[Document extract — start]

However, my positives are also my negatives... there are days I'd rather not have the comic on-line, due to some of the less civil readers out there wouldn't call them fans, personally...). I try never to give advice or criticism unless asked. I'd prefer if people did the same with me. Unfortunately some don't. The other problem is web comics don't pay like other sorts of publishing... something people like myself have to find ways around.

 

I'm fascinated by the way families work in your comic. On one hand, a lot of your characters seem to have broken or dysfunctional homes; on another, the comic revolves around two families - the Namirs and the Deiters - with very close ties. Could you explain a little bit about your concept of family and where that originates?

I'm not to sure about how to answer this... to me, a family is only as good as the people that make it up. Just because someone is a father or a mother doesn't mean they are going to know the right things to do or say to be good to their children. Just because someone is related by blood doesn't mean they have to love you. Blood doesn't make a family, love makes a family.

I suppose the dysfunctional side of the comic comes from my own bitterness as a child dealing with my own family and the other people in my life. Namir Deiter is not an autobiographical comic. If my family was as bad as Tipper's, I'd be an even bigger wreck by now. But elements from my life do seep into the comic.

The Dorpes are actually more of what I see as the "perfect family", they have their quirks, but for the most part, despite the selfishness, they have the best intentions. But the characters with the best families don't have their families show up within the comic much at all - there's not much for me to write about.

 

On your FAQ page, you've posted a special request that your fans not ask you for personal advice. Do you think that the nature of Namir Deiter necessarily draws more of a crowd in search of "life advice"?

Truth be told, I never got people asking for personal advice. Just advice related to comics (ranging from drawing to coloring to posting them on-line). I'm a horrible teacher and not very good at explaining things (which was why I used to be a teacher's assistant ><). I feel bad when I don't give the person enough information, so I try to avoid the situation all together. There are too many more qualified people out there who do give good out advice, to have me give out my half-baked hash.

 

Also on your FAQ page, you make a point of letting people know that Namir Deiter is yours - not some brainchild that partly belongs to your husband. Do you believe that people find you less credible as a creator or have less respect for your comic because you're a woman?

I never really thought of it that way... I always figured that people assumed Terrence wrote everything because he has always been "the writer" while I was mostly 'his artist'. Sometimes I do get offended when people automatically assume that Terrence does all the writing. I always took it personally, not as an attack on my gender.

Gender roles and stereotyping is a bit fuzzy over the Internet. Sometimes I'll get e-mails or comments that refer to me as a male, but it's never phased me too much- after all I have such an androgynous name. But, in all seriousness, I give plenty of other reasons for people to question myself and the comic (just look at first three or so years).

 

Do you have other projects in mind? Will you keep this up for another six years?

Well, besides my other on-line comics (You Say it First and Spare Parts)... yes, I have quite a few in mind. One of them has been sitting on the shelf patiently for six years... a few have been sitting for eight. But one day I will get them done. More likely than not, they won't be on-line though. As for keeping ND up for another six years... I don't think I can, not because I don't want to, but because in another six years the characters are going to grow and move into so many different directions that the comic probably won't have many of the original characters left. It wouldn't be the same Namir Deiter. Even as it is now, the comic isn't the same Namir Deiter to me that it was a few years ago. After this year, there will be no more of the high school elements that the comic originally had.

[Document extract — finish]
[Data — start]

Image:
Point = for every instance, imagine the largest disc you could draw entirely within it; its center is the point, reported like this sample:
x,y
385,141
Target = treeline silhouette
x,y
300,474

[Data — finish]

Check your understanding:
a. From the Namir Deiter interview, reproduce the part that opens with the words "However, my positives" and closes with "find ways around.".
b. Translate this sentence from the Namir Deiter interview into Spanish: "Blood doesn't make a family, love makes a family."

Solutions below:
a.
However, my positives are also my negatives... there are days I'd rather not have the comic on-line, due to some of the less civil readers out there wouldn't call them fans, personally...). I try never to give advice or criticism unless asked. I'd prefer if people did the same with me. Unfortunately some don't. The other problem is web comics don't pay like other sorts of publishing... something people like myself have to find ways around.

b. La sangre no hace una familia, el amor hace una familia.